== TESTO DA ANALIZZARE ==
━━━━━━━━━━━━━━━━
Che la questione green pass sia uno specchietto per le allodole, utile a stornare l’attenzione dalle enormi e tragiche ricadute sulla popolazione più “debole” della politica economica del governo Draghi, si evince dai servizi delle reti televisive a commento dello sciopero dell’11 ottobre. Lo sciopero nazionale dei Sindacati di base è stato frettolosamente liquidato come protesta contro il green pass.
Se andiamo a leggere un comunicato dello sciopero, ci rendiamo subito conto che la piattaforma presentata è ben altra: in prima battuta, viene denunciato che il tanto decantato PNRR (Piano nazionale di Ripresa e Resilienza) non è affatto uno strumento di supporto delle fasce sociali con maggiori difficoltà di reddito, ma essenzialmente un elargizione di denaro alle imprese. L’indebitamento della società italiana fino alla terza generazione dopo la nostra, di fatto serve per rendere più ricche e potenti le aziende.
A sostegno di tale tesi, vengono anche riportati degli esempi: sblocco dei licenziamenti. attacco al reddito di cittadinanza e tentativo di riformare in peggio ammortizzatori sociali e pensioni, nessun investimento sul trasporto pubblico locale, sulla sanità pubblica, sulle strutture scolastiche, rifinanziamento di maxi progetti inutili o addirittura dannosi come la TAV od il MOSE, tentativi di sdoganare l’energia nucleare ed il ponte sullo Stretto di Messina.
Insomma, una denuncia articolata, derivata da un’analisi complessa che non può essere ridotta al semplice “il green pass limita la nostra libertà”.
Secondo questa piattaforma i problemi sono molto più gravi.
Eppure fatichiamo a trovare un media che abbia non dico riportato, ma anche solo letto attentamente il documento di critica e le proposte; ne riportiamo alcune, selezionate quasi a casaccio, ad esempio il rilancio degli investimenti pubblici nella scuola, nella sanità e nei trasporti e per il contrasto alla precarietà e allo sfruttamento: abrogazione del Jobs Act, superamento degli appalti e del dumping contrattuale, contrasto all’utilizzo indiscriminato dei contratti precari, abolizione dello sblocco dei licenziamenti ecc.
Liquidando frettolosamente qualunque opposizione sotto l’ombrello della polemica green pass, ancora una volta i media si rendono utili al governo, sposando la narrazione di regime secondo la quale tutto sta andando per il meglio e la meravigliosa ruota dell’economia liberista, nella sua fase di crescita e rilancio, porterà pace e prosperità.
━━━━━━━━━━━━━━━━
== INSIEME DI DATI ==
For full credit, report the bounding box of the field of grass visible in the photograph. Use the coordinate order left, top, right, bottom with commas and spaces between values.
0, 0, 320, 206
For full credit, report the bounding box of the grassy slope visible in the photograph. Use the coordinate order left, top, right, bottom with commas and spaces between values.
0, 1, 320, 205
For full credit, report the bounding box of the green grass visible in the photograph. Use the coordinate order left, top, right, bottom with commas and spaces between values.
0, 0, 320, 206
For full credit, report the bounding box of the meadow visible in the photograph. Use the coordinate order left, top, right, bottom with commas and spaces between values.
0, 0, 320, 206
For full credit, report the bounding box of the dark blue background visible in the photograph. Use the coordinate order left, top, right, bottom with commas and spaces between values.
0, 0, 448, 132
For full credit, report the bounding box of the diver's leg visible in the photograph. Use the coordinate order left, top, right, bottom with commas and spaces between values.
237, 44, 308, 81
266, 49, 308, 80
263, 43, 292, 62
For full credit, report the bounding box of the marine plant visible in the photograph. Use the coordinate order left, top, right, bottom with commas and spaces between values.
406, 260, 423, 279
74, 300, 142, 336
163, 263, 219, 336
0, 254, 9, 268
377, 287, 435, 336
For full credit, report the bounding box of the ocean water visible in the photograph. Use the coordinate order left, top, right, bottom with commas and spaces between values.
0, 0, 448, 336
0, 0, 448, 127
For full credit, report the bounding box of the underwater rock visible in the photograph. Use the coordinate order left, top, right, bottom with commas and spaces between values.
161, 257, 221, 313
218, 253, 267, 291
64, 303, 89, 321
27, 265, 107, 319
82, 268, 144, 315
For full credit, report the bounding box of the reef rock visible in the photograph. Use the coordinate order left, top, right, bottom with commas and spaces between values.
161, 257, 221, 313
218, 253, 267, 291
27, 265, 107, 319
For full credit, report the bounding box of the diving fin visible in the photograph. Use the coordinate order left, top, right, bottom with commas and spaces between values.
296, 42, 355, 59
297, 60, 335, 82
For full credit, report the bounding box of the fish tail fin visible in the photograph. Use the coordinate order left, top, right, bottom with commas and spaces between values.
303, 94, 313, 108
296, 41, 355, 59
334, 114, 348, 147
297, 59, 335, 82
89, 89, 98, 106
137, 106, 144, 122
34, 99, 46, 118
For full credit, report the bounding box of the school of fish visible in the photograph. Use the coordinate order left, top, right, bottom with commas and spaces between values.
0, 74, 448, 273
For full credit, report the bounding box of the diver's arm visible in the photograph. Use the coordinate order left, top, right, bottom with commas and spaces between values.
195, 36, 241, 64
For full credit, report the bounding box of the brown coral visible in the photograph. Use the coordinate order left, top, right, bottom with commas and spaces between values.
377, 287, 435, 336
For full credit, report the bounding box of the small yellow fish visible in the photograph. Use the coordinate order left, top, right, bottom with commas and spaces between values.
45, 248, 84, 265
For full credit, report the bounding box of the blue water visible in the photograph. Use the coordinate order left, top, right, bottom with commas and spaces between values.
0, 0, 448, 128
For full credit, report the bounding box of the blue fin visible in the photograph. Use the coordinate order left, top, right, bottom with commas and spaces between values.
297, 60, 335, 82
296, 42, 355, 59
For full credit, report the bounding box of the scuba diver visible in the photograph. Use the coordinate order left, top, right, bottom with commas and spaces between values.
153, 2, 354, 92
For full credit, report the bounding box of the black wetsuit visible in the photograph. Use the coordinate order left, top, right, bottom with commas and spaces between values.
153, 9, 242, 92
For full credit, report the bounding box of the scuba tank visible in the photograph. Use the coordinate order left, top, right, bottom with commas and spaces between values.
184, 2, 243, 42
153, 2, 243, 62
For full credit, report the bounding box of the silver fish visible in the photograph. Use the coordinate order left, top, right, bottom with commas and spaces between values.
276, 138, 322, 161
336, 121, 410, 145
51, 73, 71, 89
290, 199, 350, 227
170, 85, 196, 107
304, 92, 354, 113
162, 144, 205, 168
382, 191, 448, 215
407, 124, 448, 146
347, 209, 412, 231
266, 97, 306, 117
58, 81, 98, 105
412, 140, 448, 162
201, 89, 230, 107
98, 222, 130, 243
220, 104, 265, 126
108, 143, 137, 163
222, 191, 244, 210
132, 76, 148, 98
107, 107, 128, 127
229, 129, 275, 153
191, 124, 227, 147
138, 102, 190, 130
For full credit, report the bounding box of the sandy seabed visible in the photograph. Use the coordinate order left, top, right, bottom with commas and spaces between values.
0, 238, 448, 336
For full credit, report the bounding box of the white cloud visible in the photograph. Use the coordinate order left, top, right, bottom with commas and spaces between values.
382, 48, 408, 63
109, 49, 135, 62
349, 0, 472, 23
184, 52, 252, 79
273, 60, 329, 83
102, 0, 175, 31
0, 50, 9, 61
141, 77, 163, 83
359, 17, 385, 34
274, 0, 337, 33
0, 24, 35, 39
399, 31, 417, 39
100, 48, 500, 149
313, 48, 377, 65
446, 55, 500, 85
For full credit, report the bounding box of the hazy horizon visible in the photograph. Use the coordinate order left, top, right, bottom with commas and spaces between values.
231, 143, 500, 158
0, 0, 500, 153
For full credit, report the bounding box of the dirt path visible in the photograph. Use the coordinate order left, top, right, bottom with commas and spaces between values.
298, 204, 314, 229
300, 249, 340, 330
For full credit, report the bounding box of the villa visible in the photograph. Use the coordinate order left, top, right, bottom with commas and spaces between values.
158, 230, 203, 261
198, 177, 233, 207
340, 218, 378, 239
━━━━━━━━━━━━━━━━
== DETTAGLI DEL COMPITO ==
Trascrivi parola per parola il brano del testo sullo sciopero dell'11 ottobre che parte da "Insomma, una denuncia" e finisce con "dei licenziamenti ecc.". I dati provengono da una fonte diversa dal testo.

== PROBLEMA RISOLTO ==
Insomma, una denuncia articolata, derivata da un’analisi complessa che non può essere ridotta al semplice “il green pass limita la nostra libertà”.
Secondo questa piattaforma i problemi sono molto più gravi.
Eppure fatichiamo a trovare un media che abbia non dico riportato, ma anche solo letto attentamente il documento di critica e le proposte; ne riportiamo alcune, selezionate quasi a casaccio, ad esempio il rilancio degli investimenti pubblici nella scuola, nella sanità e nei trasporti e per il contrasto alla precarietà e allo sfruttamento: abrogazione del Jobs Act, superamento degli appalti e del dumping contrattuale, contrasto all’utilizzo indiscriminato dei contratti precari, abolizione dello sblocco dei licenziamenti ecc.